Entries supplied:

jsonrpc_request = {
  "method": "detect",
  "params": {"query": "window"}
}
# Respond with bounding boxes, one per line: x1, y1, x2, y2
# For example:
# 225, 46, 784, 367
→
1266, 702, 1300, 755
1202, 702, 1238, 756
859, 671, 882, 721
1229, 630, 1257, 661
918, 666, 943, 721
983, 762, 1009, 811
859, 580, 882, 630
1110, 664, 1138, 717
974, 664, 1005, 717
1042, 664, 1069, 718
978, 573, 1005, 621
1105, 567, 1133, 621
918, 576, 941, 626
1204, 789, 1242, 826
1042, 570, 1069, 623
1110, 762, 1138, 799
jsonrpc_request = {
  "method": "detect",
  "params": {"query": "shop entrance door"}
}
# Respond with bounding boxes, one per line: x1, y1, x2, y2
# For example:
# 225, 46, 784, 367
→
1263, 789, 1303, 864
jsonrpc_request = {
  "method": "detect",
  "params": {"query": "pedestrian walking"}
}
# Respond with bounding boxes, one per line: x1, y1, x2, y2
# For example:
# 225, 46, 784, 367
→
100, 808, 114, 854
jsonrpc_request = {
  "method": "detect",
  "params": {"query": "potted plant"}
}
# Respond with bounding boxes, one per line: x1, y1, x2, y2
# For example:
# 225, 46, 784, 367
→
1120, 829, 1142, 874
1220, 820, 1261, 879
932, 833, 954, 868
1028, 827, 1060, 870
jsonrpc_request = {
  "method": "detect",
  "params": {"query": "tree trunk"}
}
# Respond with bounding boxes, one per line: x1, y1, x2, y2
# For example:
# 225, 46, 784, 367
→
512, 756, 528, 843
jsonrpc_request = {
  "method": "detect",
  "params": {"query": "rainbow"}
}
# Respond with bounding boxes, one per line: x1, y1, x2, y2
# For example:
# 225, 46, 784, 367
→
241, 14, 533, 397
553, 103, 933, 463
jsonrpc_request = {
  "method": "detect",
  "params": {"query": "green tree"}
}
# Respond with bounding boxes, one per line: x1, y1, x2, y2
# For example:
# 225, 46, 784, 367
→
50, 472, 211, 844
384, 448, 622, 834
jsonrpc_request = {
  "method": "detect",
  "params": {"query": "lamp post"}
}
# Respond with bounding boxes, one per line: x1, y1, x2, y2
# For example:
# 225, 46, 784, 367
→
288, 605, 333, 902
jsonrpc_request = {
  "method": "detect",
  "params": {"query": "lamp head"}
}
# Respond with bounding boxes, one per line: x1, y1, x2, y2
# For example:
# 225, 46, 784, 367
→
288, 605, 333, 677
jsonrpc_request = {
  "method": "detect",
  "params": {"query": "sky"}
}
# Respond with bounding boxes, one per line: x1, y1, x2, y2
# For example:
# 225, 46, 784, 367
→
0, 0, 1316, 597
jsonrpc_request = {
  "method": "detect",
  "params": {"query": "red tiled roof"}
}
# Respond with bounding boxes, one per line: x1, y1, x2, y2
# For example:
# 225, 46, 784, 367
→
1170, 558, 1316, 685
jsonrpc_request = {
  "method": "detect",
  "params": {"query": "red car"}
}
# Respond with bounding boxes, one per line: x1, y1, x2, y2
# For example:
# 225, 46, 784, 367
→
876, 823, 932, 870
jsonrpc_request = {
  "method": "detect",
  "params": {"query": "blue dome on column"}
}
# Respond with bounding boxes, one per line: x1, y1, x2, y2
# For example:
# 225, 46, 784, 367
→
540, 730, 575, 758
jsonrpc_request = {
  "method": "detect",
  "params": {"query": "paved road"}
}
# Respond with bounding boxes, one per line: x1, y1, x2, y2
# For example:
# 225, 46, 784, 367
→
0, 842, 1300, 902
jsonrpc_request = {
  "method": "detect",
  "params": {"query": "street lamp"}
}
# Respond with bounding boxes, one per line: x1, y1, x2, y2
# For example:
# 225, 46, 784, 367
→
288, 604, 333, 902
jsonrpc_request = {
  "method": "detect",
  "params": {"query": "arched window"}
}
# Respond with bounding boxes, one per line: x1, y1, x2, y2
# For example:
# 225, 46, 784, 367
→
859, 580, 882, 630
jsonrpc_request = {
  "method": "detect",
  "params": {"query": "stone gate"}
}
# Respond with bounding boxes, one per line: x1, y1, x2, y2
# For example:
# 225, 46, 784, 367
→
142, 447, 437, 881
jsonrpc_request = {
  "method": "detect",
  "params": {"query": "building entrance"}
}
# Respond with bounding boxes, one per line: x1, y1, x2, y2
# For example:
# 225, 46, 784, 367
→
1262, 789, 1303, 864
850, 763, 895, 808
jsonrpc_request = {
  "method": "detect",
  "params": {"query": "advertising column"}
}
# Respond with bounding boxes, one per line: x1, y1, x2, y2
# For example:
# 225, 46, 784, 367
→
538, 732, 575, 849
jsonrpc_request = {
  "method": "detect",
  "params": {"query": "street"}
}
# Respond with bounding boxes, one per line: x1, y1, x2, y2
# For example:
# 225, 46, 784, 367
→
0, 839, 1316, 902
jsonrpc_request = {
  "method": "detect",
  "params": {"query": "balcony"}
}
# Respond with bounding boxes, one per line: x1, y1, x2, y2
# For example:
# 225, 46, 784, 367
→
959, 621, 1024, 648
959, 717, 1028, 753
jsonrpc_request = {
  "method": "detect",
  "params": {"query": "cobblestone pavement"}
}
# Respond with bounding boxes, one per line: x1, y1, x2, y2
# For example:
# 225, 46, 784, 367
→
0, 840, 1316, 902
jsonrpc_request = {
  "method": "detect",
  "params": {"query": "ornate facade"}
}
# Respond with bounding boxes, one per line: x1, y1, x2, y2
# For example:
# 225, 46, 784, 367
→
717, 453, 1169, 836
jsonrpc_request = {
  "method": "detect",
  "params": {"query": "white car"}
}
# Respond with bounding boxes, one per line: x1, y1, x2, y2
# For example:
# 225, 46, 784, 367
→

Stated problem:
Collect every line above that contains the string "column" and copy each one in full. Matching is case-sensitive.

Result:
  "params": {"query": "blue dome on column"}
  "params": {"query": "advertising column"}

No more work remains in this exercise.